● Task goal
From the listing below, copy each line where "positive" occurs.

● Records shown
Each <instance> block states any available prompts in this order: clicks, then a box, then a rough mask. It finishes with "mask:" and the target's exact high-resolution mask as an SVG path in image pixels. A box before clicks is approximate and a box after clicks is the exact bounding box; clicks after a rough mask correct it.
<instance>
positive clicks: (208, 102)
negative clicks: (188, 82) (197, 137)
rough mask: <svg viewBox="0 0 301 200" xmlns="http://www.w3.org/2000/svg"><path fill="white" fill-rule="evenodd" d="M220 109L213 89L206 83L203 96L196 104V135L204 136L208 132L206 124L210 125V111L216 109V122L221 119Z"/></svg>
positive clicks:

● Result
positive clicks: (208, 102)
positive clicks:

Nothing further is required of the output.